Being deaf, I had heard of Switched at Birth right after it came out. I heard it was good, but put it on my mental back burner because, hey, I had heard that Family Stone was “good” too, and ha! Remember that scene with Sarah Jessica Parker yelling at the brother? Yeah, well. I didn’t feel like going through a whole series with that kind of thing.

I guess I took 7 years for it to make its way to the front of my burner, because I finally watched it.

And holy cow. BLOWN. A-WAY.

I am absolutely astonished. I’ve never seen a tv show with so many REAL deaf people in it, with REAL ASL. I’ve never seen a story told from OUR perspective before; it’s always from the hearing perspective. When I first heard of this show, I simply assumed that the actors would be hearing and would be doing some shoddy-slow ASL, and it would be getting it all wrong. I mean, that’s how shows have always been for us, right?!

Right.

But Switched at Birth is different.

It’s really, really different. The actors are deaf. The signing is real.

PROBLEM REQUIREMENTS:
Pick up the post about Switched at Birth after its last sentence and keep writing it.

RAW DATA:
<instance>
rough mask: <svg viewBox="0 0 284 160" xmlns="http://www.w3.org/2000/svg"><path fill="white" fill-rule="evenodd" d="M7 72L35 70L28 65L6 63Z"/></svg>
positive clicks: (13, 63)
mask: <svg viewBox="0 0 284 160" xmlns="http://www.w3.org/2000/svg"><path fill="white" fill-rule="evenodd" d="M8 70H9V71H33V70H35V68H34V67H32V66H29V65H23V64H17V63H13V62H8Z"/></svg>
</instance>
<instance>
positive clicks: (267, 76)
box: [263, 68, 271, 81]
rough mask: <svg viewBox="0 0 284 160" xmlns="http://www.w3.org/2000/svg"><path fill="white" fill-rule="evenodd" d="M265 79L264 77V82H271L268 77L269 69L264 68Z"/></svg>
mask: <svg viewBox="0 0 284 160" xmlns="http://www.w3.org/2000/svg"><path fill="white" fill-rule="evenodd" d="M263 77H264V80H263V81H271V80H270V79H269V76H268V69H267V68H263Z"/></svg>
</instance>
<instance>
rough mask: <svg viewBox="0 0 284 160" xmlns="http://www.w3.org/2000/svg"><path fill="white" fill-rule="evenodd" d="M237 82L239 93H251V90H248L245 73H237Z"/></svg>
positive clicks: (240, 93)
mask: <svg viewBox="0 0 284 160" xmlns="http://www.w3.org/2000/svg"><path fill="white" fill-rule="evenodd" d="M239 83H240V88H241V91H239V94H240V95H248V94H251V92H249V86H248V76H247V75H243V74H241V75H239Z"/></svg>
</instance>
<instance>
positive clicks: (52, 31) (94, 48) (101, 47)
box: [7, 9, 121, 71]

OUTPUT FOR THIS EXERCISE:
I mean, this was a such a shock for me that some of the episodes have had me sobbing uncontrollably through them – like the one where Daphne’s mom is telling Bay’s mom why she should learn to sign. The conversations about lipreading, Daphne struggling to follow what’s going on in a group setting. All of those are things I don’t think about much on a day-to-day but definitely struggle with – and so somehow seeing it in a show makes me cry like a small child.

I don’t know why.

Anyway.

Switched at Birth is an amazing show. It’s broken new ground in terms of tv shows – I see now that it surely inspired Speechless and Born This Way – this whole new genre of tv that flies across the disability spectrum. It’s pretty fricken awesome.

Now, I’ve heard that the later seasons are not as good as the first couple of seasons. I’ll update this post on it all, but right where I am now – at the end of the first season – it’s incredible.

Want to check it out?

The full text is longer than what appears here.